# TASKS FOR THIS EXERCISE:
a) From the passage below about RY”SH’s critique of M.A., list every quoted expression that it presents as RY”SH’s own wording.
b) Extend the passage below about RY”SH, M.A., and divine providence with the next part of the argument, starting after its final sentence.

Therefore RY”SH uses expressions like “I would abandon” and “it bothers me greatly” regarding the discussion of “teapots” and the belittling of sages, etc. RY”SH does not invalidate the discussion itself from M.A.’s point of view (and I even think he gives it a place philosophically), but he sees in it a “moral” defect, at least when it is written in a book by an author whom not a few define as a rabbi in Israel.
That “moral” defect is the fact that the entire history of the Jewish people, all the miracles and the ongoing providence over the Jewish people, are only a marginal argument in the discussion about God, and that one has to get through a great many pages of discussion about teapots in order to be reminded of what for many is such an absolute reason for a whole life of self-sacrifice (I confess I have not read the book, but it is hard for me to believe I am mistaken about the large number of pages. If so—forgive me).
That is what he means by “logic drove him out of his mind.” Not that he is claiming logic is not the ultimate basis for every discussion; I have no doubt he agrees with that. Rather, the intent is that instead of sitting all day in front of a computer (or with paper and pen) and dealing with propositions and logical rules that A->B->C, one should also reflect on and delve into what is clear even to someone who has not studied logic, and also into what it is not so urgent to know how to formulate in those terms: faith in the God of Israel. (Similar to Ein Ayah on Shabbat 30 regarding “faith by immediate recognition,” and as Hazal said: “Words of truth are recognizable.”)

Regarding the question of the authority of sages in matters other than halakhah: I think the example of “one in utter simplicity” is indeed a bit strange, and fair enough, as you say. But as has already been said here, there are foundations of Torah that are certainly agreed upon by everyone, and that are explicit Torah verses. For example, “that He exercises providence”—however we interpret that, there is an obligation to believe in providence; there are explicit verses on this matter. Certainly RY”SH’s view is the same regarding the World to Come and the resurrection of the dead, which, although not mentioned explicitly in the Torah, are a consensus of all “Jewish thought.” Therefore it is impossible to say that we do not accept the World to Come and the resurrection of the dead on Hazal’s authority if “we prove there is no scientific basis for it,” for that is a contradiction in itself.

Regarding providence, as I understand it RY”SH holds that there is intervention by God in nature in the simple sense (changing molecules). I do not think M.A.’s objections are especially difficult ones; it is all a matter of point of view and willingness to accept the idea of divine intervention. God does not need to fear that “we will catch Him red-handed changing molecules”; one can trust Him to intervene in creation in a way that will also fit, from our perspective, the ways of nature (even though we know that the truth is that He changes molecules behind our backs).

Collection entries:

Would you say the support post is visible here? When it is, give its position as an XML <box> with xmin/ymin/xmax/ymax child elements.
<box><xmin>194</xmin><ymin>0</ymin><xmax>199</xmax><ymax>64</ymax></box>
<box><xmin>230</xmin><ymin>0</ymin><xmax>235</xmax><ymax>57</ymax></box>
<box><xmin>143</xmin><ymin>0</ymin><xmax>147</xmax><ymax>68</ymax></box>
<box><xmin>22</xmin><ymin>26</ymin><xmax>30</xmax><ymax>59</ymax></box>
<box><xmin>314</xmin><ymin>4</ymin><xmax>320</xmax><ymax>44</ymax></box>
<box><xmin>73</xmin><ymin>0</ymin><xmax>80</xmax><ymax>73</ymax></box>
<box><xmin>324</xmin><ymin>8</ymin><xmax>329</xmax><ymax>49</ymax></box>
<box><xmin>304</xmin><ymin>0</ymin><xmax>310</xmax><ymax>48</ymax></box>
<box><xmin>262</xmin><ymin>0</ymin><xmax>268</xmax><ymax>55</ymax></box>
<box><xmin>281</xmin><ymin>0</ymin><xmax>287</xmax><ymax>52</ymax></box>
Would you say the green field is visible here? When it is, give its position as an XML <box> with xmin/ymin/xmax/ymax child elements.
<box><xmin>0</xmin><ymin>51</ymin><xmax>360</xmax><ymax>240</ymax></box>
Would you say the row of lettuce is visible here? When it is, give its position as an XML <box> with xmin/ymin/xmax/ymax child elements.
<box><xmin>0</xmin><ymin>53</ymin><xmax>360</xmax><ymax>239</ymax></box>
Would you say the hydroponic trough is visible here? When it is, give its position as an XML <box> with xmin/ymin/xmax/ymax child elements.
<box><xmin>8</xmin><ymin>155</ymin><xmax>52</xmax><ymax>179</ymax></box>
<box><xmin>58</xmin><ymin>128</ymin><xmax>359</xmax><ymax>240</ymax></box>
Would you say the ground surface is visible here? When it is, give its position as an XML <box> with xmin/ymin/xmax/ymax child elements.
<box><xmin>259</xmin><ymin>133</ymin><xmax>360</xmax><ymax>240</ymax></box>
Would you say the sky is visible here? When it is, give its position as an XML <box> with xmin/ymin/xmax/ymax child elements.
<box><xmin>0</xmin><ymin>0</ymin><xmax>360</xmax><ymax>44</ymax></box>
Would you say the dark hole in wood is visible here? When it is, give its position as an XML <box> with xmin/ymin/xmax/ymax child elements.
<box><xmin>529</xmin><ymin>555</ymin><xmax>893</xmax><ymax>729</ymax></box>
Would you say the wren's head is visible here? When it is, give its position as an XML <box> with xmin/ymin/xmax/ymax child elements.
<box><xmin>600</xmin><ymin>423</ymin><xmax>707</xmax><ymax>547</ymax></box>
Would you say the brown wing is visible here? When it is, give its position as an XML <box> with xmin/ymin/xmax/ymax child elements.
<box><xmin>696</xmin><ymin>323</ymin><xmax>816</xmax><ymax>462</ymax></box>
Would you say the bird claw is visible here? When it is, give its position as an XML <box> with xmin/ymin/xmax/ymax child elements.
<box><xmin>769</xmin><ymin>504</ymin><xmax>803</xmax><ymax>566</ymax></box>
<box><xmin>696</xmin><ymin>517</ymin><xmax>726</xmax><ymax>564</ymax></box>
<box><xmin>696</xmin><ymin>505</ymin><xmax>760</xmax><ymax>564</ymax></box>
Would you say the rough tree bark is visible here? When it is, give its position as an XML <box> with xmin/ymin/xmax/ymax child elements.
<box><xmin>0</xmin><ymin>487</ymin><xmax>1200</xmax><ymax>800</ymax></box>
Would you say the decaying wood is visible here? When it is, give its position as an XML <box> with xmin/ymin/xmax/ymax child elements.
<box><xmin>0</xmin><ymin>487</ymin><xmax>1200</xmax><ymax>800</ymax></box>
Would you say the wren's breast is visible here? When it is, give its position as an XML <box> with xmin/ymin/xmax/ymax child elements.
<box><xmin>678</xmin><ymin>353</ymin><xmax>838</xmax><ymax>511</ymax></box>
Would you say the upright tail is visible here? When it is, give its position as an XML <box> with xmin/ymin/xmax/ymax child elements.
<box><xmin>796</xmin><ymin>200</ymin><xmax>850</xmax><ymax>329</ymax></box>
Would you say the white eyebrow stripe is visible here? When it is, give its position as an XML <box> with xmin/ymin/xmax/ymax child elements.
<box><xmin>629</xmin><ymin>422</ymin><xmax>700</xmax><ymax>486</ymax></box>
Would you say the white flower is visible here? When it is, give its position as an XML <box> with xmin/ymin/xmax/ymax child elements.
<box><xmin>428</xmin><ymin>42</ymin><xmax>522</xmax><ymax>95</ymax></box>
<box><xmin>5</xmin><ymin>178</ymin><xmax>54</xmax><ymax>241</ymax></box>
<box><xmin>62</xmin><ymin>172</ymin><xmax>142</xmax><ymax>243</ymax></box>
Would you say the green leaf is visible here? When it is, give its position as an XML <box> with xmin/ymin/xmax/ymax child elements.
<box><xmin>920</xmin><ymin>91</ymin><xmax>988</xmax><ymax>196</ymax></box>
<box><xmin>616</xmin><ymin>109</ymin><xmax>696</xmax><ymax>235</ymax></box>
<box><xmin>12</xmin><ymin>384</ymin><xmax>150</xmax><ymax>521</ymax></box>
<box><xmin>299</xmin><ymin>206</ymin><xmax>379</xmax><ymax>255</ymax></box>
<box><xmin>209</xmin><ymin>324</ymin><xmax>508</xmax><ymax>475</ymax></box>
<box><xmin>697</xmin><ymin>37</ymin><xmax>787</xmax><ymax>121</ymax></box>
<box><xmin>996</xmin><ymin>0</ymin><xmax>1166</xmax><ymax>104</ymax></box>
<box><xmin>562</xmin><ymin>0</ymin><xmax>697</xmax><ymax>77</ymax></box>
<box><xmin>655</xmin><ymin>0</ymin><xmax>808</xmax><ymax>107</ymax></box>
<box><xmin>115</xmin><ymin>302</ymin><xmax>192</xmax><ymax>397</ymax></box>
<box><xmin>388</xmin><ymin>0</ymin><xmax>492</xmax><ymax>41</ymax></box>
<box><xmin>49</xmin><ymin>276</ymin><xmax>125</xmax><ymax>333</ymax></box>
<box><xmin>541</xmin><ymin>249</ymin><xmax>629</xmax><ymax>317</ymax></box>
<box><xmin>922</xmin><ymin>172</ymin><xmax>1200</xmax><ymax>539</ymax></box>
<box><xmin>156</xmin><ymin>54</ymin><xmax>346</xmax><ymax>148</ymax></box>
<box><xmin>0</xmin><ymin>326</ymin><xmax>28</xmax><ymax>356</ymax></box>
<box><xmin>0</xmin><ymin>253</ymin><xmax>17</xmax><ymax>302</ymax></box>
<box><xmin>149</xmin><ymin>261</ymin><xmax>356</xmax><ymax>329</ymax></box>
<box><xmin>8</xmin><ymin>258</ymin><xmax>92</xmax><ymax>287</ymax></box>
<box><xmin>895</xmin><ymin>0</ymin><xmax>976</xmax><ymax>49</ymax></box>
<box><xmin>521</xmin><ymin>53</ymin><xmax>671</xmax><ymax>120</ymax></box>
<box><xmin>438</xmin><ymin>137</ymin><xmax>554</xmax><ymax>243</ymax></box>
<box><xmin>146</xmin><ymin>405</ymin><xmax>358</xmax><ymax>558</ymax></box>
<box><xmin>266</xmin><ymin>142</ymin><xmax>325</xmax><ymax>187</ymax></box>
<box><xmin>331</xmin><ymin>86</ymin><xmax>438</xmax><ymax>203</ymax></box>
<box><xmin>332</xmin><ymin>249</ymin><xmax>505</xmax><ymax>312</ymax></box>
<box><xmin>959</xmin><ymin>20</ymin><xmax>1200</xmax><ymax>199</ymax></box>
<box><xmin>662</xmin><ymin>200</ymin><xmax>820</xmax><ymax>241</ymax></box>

# ANSWERS TO THE EXERCISES:
a)
- “I would abandon”
- “it bothers me greatly”
- “logic drove him out of his mind”

b)
The discussion of prayer is a direct continuation of the discussion of providence, and therefore RY”SH allowed himself to be cynical there; but there too there is a purpose. RY”SH feels that according to M.A. the point of departure of the discussion for most human beings is cynical, just as he repeatedly says that human beings themselves do not believe in providence and in prayer. I think RY”SH came to say in what he wrote about prayer that there are in fact great figures (and with them many ordinary people) for whom providence and prayer are not trivial matters, and Hazal spoke well when they said, “For when vileness is exalted among the sons of men”—that things that stand at the pinnacle of the world, human beings treat lightly.

The other discussions seem less important to me…
There is no need to repeat M.A.’s arguments here; I know and understand them well. I am only setting out the disagreement here.

The Last Posek (2020-11-02)

The smallest physical length that can be measured is the Planck length. Search Google. It is a very tiny number with 34 zeros after the decimal point. Likewise there is Planck time, the shortest time that can be measured.

Regarding tzimtzum, indeed after the literal tzimtzum of the Arizal, in the school of the Maggid of Mezeritch and the Alter Rebbe they argued roughly what you are arguing: that there was no literal tzimtzum. And that what contracted at first was only the Infinite Light and not the Infinite Himself. And also afterward the contractions were only from our eyes, not in reality.

The Last Posek (2020-11-02)

It seems you have never given thought to the amount of prayers and tears of Jews that were poured out throughout history during the pogroms and in the Holocaust.

It is always easy to close one’s eyes and make claims. That is no wisdom.

The circles of creation and the straightness of renewal (2020-11-02)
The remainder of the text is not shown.